[Dataset entries]
|---|

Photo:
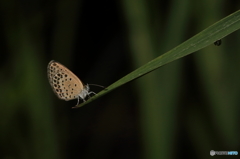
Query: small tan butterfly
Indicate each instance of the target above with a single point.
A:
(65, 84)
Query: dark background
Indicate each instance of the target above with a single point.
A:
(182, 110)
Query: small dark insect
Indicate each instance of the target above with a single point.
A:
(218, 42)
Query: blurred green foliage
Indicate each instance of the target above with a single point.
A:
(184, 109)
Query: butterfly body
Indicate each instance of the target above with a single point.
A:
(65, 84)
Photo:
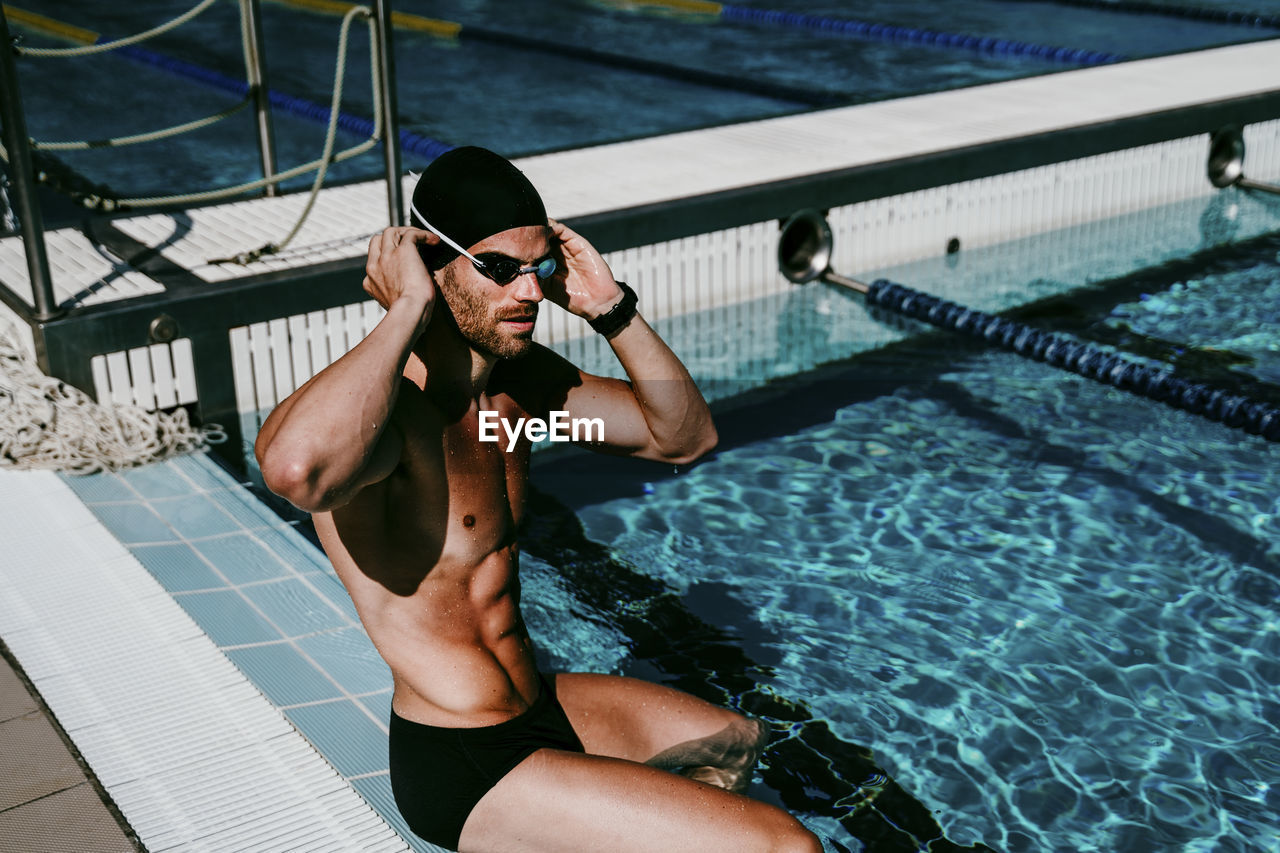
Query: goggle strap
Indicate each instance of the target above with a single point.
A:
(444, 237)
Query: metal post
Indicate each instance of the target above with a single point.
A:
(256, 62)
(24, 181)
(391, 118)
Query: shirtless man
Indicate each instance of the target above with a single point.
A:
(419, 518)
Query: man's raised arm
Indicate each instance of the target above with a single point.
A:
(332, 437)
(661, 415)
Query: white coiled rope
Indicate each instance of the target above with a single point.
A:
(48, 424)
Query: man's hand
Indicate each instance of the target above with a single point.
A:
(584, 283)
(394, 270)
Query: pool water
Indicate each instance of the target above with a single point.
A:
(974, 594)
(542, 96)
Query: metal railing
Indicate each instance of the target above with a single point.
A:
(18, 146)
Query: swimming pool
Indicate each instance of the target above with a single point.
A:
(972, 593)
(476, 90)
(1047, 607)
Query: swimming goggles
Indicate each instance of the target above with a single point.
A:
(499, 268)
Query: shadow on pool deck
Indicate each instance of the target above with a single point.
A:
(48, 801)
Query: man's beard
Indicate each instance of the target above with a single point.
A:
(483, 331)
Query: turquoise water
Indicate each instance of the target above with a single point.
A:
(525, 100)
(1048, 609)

|---|

EXERCISE DIRECTIONS ▸
Your task is to set down every entry exactly, leaving out any picture it contains.

TASK OUTPUT ▸
Photo:
Query: small tan butterfly
Indicate each instance of the target above with a single point.
A:
(65, 84)
Query: dark background
Indicate each instance of the target above with a single point.
A:
(182, 110)
Query: small dark insect
Indicate each instance of the target above with a single point.
A:
(218, 42)
Query: blurred green foliage
Indicate each instance of the target above with a single point.
A:
(184, 109)
Query: butterfly body
Indicate each instance of the target above with a single point.
A:
(65, 84)
Photo:
Query: goggle strap
Indicate each instance of the target above with a single point.
A:
(444, 237)
Query: metal post
Indicate each instance of the target above with a single point.
A:
(256, 62)
(24, 181)
(391, 118)
Query: shirtless man
Indicate each instance of the target above with a single point.
A:
(419, 518)
Query: man's raised arm
Indicate each instance of the target above with a single point.
A:
(332, 437)
(661, 415)
Query: white coiled rope
Indicate each instance of the target above with a single point.
A:
(48, 424)
Query: man's hand
Indicate each instance of the target above with a single point.
A:
(584, 283)
(394, 270)
Query: pool water
Indicate each instance of the target above with a single point.
A:
(974, 594)
(542, 96)
Query: metal railing
Indicate each instance of the target above with a single point.
A:
(18, 146)
Query: swimming pool
Indicate each instance of the target above with a single point.
A:
(972, 593)
(476, 90)
(1047, 607)
Query: swimming goggles
Indicate each instance of the target above with a single point.
A:
(499, 268)
Query: shadow on pool deck
Indicate each instance of the target above with a single point.
A:
(48, 801)
Query: man's beard
Indicate each instance of the target above with a single point.
A:
(483, 331)
Query: turquoise water
Indicate each instance of the target above with a single point.
A:
(525, 100)
(1048, 609)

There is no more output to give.